- The problem:
Scan the entries for the word "white" and return every line that has it.

•••

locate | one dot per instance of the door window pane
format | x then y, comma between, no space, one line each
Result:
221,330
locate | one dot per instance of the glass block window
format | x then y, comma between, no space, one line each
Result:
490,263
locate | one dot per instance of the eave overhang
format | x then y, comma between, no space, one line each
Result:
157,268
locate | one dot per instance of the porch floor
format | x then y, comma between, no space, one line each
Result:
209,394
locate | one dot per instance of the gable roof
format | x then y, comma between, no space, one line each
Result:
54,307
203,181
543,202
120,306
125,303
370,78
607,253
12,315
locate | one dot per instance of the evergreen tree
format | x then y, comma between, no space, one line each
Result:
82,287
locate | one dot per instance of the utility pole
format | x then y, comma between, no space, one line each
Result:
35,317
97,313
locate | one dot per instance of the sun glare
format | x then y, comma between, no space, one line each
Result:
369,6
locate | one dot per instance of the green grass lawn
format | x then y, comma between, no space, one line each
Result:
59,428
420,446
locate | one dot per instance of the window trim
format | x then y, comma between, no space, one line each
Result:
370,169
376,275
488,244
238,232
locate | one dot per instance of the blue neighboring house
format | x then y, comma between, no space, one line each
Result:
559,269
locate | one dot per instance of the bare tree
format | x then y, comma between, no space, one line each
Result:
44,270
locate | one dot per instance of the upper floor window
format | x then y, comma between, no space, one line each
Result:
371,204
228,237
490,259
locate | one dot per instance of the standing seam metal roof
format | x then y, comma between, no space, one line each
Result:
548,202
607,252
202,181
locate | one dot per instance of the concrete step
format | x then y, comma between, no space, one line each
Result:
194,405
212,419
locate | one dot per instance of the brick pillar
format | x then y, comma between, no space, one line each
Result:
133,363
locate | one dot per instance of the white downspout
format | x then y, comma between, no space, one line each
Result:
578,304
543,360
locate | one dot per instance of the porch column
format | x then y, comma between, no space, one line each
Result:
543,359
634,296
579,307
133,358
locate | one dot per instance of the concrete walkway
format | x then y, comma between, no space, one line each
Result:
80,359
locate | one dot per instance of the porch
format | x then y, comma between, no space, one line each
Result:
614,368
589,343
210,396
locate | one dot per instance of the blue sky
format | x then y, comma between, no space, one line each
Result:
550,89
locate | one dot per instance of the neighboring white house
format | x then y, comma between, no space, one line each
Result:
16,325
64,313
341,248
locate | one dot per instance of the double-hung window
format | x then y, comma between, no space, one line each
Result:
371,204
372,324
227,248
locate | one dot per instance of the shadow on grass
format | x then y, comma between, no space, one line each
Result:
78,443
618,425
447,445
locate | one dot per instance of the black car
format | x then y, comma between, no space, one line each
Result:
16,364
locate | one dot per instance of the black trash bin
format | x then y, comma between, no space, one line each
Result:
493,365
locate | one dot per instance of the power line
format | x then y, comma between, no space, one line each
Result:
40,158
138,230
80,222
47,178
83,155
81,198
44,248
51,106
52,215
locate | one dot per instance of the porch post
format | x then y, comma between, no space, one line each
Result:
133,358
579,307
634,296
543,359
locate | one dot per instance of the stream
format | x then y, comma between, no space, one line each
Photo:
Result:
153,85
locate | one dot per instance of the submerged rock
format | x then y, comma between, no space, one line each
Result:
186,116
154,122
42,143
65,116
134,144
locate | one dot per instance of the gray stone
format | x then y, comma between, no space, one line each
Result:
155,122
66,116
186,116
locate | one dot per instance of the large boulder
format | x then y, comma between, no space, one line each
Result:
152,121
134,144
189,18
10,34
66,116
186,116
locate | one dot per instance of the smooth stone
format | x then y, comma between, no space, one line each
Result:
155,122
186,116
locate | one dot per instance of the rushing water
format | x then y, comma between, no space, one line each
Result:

•••

- Response below:
locate | one dot per instance of the white downspout
locate | one dot per instance of the neighboring white house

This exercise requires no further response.